_ZADANIE_. Przepisz wiernie fragment tekstu o przesłuchaniu Mateusza Morawieckiego przez NIK od słów „Mateusz Morawiecki zabrał” do słów „Najwyższą Izbę Kontroli.”.

_TEKST ŹRÓDŁOWY_.
= = = = = = =

Mateusz Morawiecki zabrał głos po przesłuchaniu. "Chłopaki, boicie się?"
Były premier Mateusz Morawiecki skrytykował we wtorek wypowiedzi rzecznika Najwyższej Izby Kontroli Marcina Marjańskiego i prezesa tej instytucji Mariana Banasia. Zdaniem wiceszefa PiS rozmowy dotyczyły czego innego, niż przekazali przedstawiciele NIK. — Macie zero wiarygodności — podkreślił Mateusz Morawiecki. Były premier nazwał także prezesa NIK "hotelarzem". "Chłopaki, boicie się równej walki? Dawajcie!" — napisał.
— Panie rzeczniku Najwyższej Izby Kontroli, panie prezesie NIK, przestańcie Polaków oszukiwać. Doskonale wiecie, że przesłuchania dotyczyły kompletnie czego innego niż to, co podajecie w mediach. Macie zero wiarygodności — mówił w czwartek na nagraniu na portalu społecznościowym X Mateusz Morawiecki, komentując swoje przesłuchanie przez Najwyższą Izbę Kontroli.
— Były premier został przesłuchany w trzech sprawach: Rządowej Agencji Rezerw Strategicznych, Polskiej Fundacji Rozwoju, a także KNF i GetBacku — poinformował na czwartkowej konferencji prasowej rzecznik Najwyższej Izby Kontroli Marcin Marjański. Wcześniej Mateusz Morawiecki zapewniał, że wezwanie miało nie dotyczyć GetBacku.
- Przeczytaj także: Mateusz Morawiecki wezwany przez NIK. Chodzi o aferę w RARS
Mateusz Morawiecki uderza w NIK. "Chłopaki, boicie się?"

= = = = = = =

_DANE WEJŚCIOWE_.
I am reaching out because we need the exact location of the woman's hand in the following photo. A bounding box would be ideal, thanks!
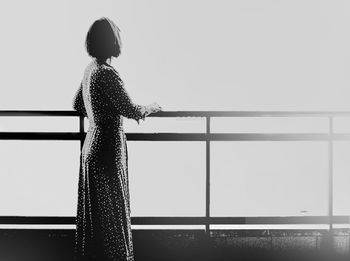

= = = = = = =

_ODPOWIEDŹ_.
Mateusz Morawiecki zabrał głos po przesłuchaniu. "Chłopaki, boicie się?"
Były premier Mateusz Morawiecki skrytykował we wtorek wypowiedzi rzecznika Najwyższej Izby Kontroli Marcina Marjańskiego i prezesa tej instytucji Mariana Banasia. Zdaniem wiceszefa PiS rozmowy dotyczyły czego innego, niż przekazali przedstawiciele NIK. — Macie zero wiarygodności — podkreślił Mateusz Morawiecki. Były premier nazwał także prezesa NIK "hotelarzem". "Chłopaki, boicie się równej walki? Dawajcie!" — napisał.
— Panie rzeczniku Najwyższej Izby Kontroli, panie prezesie NIK, przestańcie Polaków oszukiwać. Doskonale wiecie, że przesłuchania dotyczyły kompletnie czego innego niż to, co podajecie w mediach. Macie zero wiarygodności — mówił w czwartek na nagraniu na portalu społecznościowym X Mateusz Morawiecki, komentując swoje przesłuchanie przez Najwyższą Izbę Kontroli.